- Work task
Determine how many lines in the records below include the word "light" and output that number alone.
Start of Block
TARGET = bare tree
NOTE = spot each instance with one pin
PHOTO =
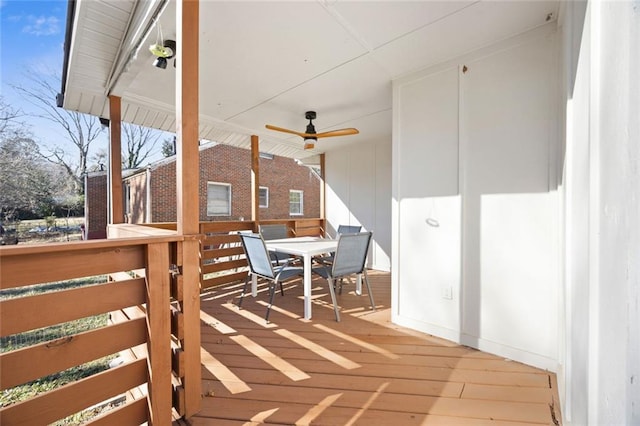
(169, 147)
(81, 129)
(25, 183)
(140, 143)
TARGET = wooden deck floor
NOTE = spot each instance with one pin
(361, 371)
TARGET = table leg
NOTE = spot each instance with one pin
(254, 285)
(307, 286)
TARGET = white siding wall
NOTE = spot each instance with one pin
(474, 167)
(358, 192)
(601, 354)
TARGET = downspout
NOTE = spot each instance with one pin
(148, 203)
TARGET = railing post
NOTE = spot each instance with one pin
(159, 329)
(190, 307)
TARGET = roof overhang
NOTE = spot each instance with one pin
(267, 62)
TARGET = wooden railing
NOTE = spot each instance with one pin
(141, 290)
(154, 315)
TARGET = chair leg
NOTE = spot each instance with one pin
(333, 298)
(366, 281)
(272, 292)
(244, 291)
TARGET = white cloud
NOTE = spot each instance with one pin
(42, 25)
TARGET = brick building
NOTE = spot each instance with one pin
(287, 189)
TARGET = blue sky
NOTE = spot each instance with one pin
(31, 40)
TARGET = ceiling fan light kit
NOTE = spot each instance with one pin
(310, 136)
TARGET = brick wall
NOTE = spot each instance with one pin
(229, 165)
(95, 210)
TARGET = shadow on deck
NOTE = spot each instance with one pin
(361, 371)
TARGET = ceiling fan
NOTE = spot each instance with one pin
(310, 136)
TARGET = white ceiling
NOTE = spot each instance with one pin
(264, 62)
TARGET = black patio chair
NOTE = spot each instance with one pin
(261, 266)
(349, 259)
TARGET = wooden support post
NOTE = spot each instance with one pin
(116, 211)
(187, 185)
(255, 180)
(323, 189)
(159, 330)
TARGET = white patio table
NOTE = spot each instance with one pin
(307, 247)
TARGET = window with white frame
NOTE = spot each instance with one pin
(295, 202)
(218, 199)
(264, 197)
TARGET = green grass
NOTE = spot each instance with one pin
(33, 337)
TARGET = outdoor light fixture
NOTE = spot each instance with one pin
(163, 52)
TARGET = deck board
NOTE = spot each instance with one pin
(364, 370)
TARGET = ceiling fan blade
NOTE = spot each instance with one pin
(339, 132)
(282, 129)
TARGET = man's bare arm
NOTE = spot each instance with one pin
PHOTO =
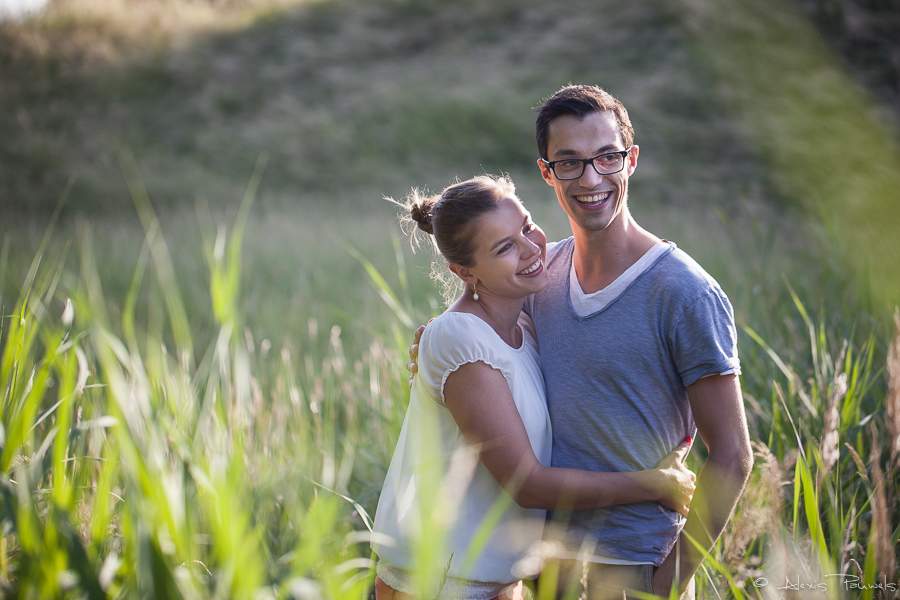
(718, 409)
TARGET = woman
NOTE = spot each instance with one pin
(477, 432)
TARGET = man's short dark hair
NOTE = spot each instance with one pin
(580, 101)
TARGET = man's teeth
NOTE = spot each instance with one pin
(593, 199)
(532, 268)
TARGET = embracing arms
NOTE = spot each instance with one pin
(480, 401)
(718, 409)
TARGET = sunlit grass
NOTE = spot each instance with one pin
(135, 461)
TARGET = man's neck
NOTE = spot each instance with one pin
(602, 256)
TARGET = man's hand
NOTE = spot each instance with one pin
(718, 409)
(413, 365)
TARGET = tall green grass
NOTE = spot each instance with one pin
(137, 462)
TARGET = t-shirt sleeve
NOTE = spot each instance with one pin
(704, 339)
(451, 341)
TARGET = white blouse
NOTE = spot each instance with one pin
(436, 477)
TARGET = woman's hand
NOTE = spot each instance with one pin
(675, 482)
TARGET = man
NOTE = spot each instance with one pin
(638, 350)
(638, 345)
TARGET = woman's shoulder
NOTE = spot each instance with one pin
(451, 328)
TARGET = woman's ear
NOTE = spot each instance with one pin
(463, 273)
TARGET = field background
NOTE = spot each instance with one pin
(265, 345)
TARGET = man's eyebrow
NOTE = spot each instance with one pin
(499, 242)
(569, 152)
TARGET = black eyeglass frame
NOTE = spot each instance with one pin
(585, 162)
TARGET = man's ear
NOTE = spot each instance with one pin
(546, 173)
(463, 273)
(631, 160)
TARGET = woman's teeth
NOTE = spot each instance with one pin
(534, 267)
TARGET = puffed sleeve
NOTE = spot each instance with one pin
(452, 340)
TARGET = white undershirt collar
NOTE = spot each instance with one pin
(588, 304)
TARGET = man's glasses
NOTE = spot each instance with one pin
(573, 168)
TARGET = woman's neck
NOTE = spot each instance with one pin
(502, 314)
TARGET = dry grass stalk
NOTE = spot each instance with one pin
(760, 507)
(892, 402)
(830, 449)
(881, 515)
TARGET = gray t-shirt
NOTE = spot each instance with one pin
(616, 387)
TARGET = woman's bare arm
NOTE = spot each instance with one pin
(480, 401)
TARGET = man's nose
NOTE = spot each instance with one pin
(590, 177)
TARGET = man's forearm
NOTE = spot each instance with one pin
(719, 486)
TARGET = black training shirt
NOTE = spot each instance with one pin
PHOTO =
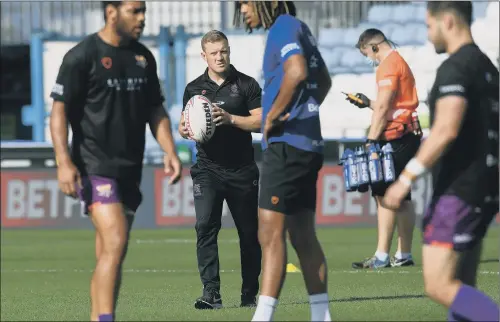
End of Block
- Solution to the exercise
2